What you are asked to do:
Pull from the data below each line where the word "airplane" occurs, and copy it.

Records provided Start Marker

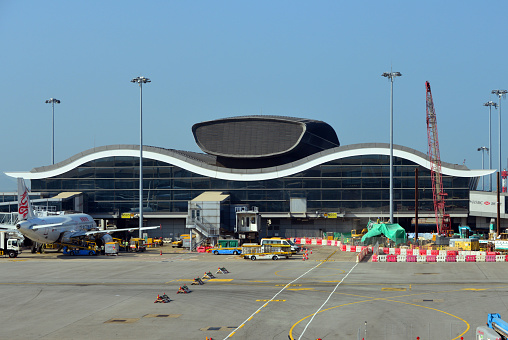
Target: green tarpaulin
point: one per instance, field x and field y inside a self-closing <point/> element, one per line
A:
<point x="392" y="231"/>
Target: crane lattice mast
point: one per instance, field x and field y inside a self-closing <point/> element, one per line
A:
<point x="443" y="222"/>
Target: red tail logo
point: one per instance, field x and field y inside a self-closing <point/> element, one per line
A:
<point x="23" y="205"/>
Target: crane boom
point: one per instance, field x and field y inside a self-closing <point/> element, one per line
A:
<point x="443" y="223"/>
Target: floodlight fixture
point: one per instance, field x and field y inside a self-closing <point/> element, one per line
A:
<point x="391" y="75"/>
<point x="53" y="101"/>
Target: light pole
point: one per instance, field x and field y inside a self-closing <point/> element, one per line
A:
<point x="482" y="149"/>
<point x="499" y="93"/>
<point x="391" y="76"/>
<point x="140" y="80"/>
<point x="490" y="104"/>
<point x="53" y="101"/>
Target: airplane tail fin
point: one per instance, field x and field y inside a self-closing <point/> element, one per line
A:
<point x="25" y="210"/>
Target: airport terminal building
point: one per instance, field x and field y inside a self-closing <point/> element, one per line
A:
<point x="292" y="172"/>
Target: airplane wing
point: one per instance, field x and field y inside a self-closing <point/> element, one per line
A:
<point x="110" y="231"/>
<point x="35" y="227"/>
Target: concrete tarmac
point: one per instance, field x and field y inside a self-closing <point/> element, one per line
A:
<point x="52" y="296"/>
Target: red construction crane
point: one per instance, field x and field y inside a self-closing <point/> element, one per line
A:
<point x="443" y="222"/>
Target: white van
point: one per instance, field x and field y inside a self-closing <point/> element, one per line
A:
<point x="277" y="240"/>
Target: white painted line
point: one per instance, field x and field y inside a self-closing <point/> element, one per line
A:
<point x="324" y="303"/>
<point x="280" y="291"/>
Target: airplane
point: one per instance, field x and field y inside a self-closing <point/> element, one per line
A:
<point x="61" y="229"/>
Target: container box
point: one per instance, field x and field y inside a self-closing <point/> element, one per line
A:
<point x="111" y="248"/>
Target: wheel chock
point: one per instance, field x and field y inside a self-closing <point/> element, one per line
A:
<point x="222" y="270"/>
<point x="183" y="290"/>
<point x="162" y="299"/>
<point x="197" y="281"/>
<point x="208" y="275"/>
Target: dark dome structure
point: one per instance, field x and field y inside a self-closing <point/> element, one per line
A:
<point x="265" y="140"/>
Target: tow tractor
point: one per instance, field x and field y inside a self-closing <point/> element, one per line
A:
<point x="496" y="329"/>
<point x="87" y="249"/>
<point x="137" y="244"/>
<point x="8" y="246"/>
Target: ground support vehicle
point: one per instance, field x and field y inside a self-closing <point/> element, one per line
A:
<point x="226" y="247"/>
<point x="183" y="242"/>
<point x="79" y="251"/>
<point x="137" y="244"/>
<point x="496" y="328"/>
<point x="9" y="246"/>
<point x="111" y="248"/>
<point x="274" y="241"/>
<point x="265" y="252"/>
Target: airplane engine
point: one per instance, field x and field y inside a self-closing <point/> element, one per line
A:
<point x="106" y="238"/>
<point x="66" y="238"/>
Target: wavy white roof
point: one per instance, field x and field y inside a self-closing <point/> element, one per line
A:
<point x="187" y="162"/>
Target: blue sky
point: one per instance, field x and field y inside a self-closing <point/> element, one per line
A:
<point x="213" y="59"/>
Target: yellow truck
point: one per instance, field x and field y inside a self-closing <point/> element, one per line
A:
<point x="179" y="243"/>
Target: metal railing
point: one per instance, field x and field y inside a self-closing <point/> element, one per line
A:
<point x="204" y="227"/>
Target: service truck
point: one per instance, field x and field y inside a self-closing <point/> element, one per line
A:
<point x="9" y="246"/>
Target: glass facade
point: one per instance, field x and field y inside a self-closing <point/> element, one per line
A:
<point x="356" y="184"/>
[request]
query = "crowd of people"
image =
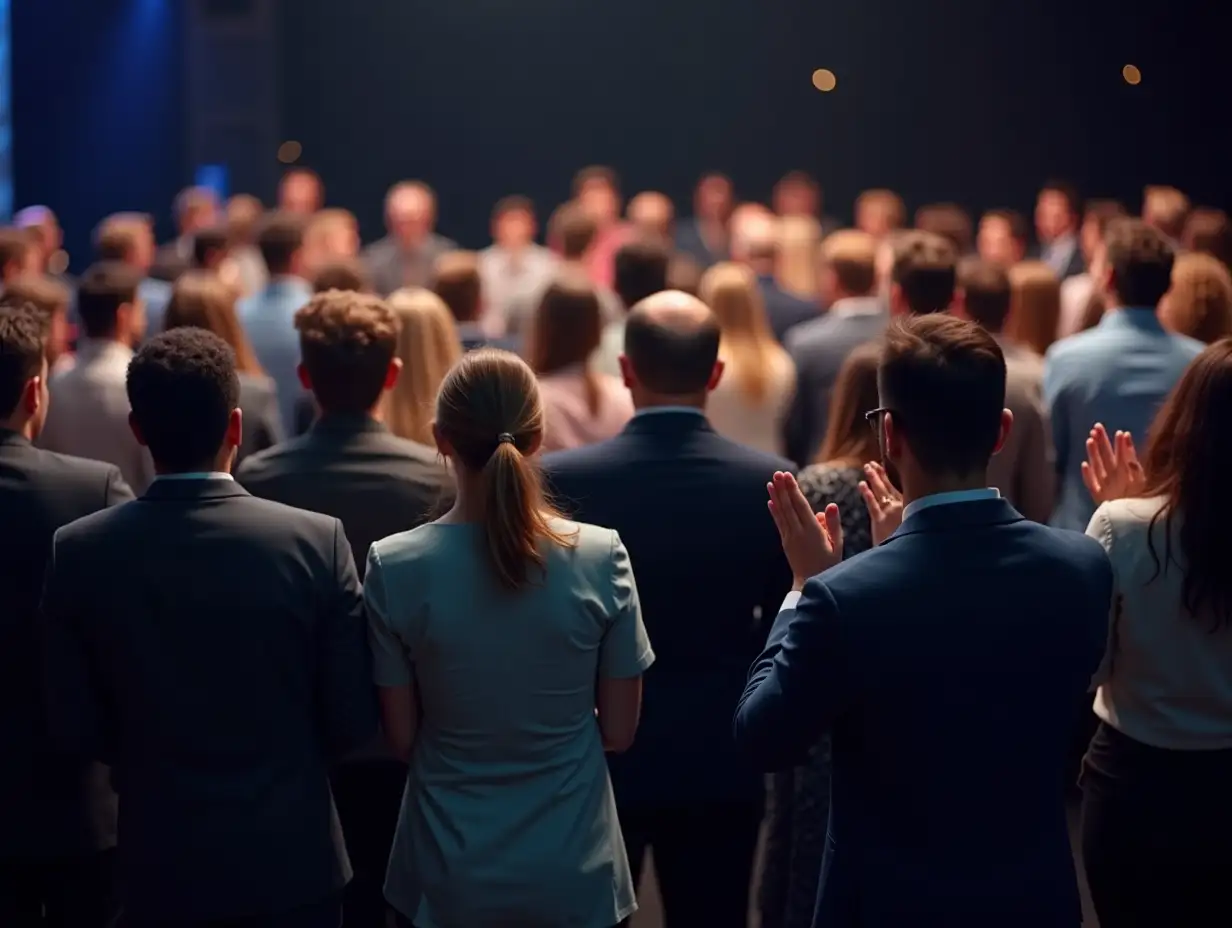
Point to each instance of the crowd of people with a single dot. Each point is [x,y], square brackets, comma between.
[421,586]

Records provided End Marker
Records provided Start Marker

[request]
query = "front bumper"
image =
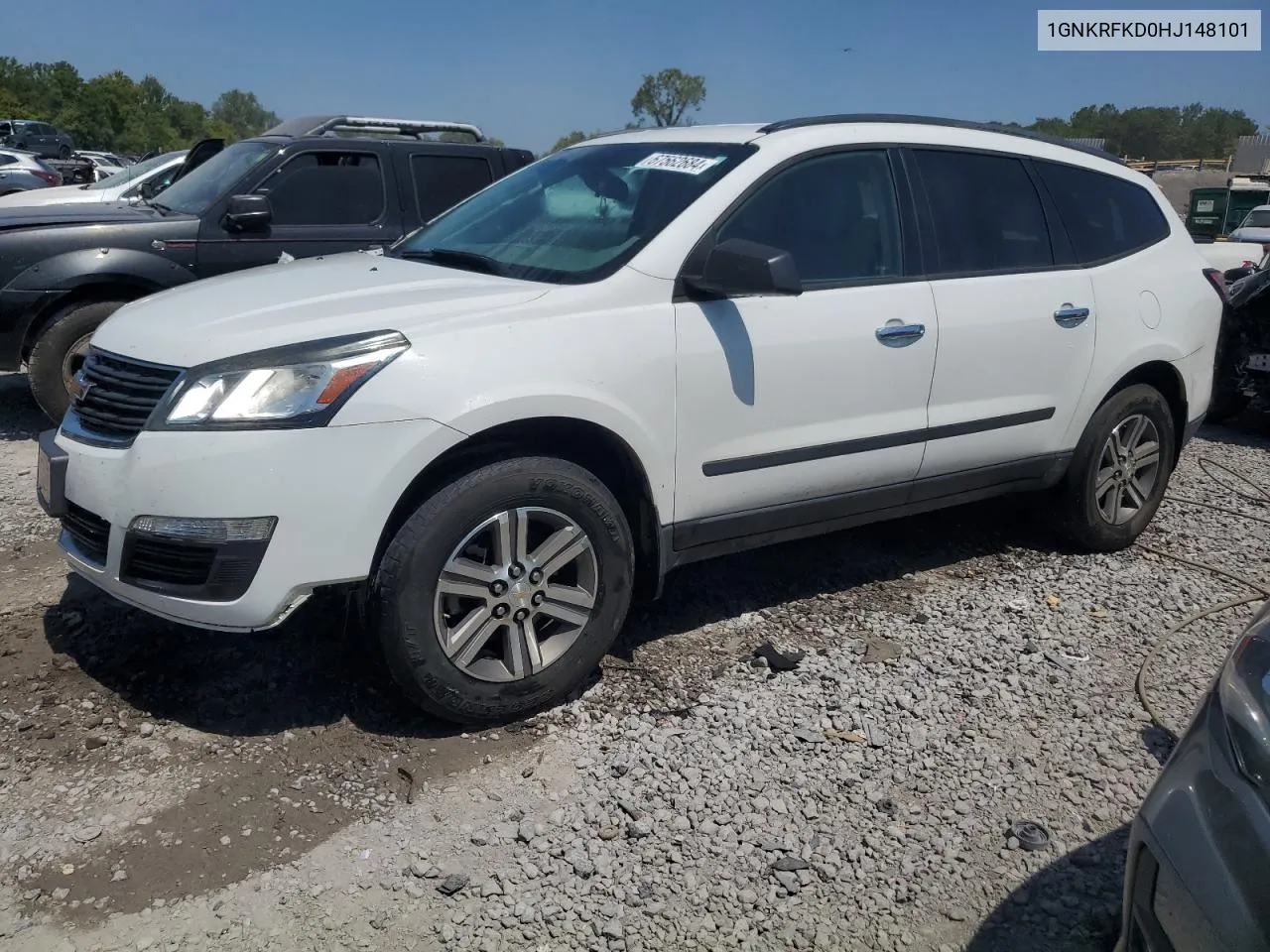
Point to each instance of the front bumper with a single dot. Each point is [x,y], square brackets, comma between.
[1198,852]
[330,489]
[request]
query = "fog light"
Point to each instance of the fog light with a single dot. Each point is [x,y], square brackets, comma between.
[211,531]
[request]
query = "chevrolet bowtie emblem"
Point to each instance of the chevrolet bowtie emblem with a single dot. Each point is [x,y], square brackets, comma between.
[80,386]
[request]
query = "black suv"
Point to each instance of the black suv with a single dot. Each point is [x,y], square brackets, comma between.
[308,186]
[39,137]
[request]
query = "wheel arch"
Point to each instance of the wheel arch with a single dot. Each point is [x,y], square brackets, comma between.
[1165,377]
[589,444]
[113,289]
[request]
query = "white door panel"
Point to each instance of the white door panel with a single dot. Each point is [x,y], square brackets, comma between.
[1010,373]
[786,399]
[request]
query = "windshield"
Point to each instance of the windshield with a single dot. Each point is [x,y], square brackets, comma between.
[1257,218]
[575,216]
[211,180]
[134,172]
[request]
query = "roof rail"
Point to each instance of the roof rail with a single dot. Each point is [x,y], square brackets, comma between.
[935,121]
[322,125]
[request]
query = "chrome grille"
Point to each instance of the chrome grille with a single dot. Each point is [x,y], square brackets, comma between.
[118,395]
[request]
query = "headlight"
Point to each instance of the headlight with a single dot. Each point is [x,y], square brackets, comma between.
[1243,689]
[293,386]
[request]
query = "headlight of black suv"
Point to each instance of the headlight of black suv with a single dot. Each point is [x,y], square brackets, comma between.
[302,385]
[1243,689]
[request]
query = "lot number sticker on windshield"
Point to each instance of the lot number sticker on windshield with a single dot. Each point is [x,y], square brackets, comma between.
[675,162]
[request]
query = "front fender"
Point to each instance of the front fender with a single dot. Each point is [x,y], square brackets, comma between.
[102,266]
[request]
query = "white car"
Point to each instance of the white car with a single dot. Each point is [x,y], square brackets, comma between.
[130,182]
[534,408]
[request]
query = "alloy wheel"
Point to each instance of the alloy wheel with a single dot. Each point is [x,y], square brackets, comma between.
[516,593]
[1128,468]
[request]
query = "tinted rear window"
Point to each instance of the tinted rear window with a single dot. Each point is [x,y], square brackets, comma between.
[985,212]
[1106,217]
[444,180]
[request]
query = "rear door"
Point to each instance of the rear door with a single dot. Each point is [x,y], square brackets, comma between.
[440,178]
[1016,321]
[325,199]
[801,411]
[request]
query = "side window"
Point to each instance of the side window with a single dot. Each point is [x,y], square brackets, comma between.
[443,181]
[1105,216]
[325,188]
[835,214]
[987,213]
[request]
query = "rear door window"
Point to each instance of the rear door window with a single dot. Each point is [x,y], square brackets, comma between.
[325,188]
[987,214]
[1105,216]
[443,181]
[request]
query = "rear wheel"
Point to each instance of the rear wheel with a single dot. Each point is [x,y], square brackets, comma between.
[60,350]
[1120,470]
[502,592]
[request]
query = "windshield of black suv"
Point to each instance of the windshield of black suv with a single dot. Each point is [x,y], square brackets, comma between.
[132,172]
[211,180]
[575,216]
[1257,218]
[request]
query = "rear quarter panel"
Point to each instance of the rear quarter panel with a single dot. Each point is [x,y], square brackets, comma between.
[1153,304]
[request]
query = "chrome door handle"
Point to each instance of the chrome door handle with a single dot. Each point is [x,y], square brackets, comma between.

Records provided End Marker

Output for this exercise:
Target: airplane tail fin
Target: airplane wing
Target: airplane
Target: airplane engine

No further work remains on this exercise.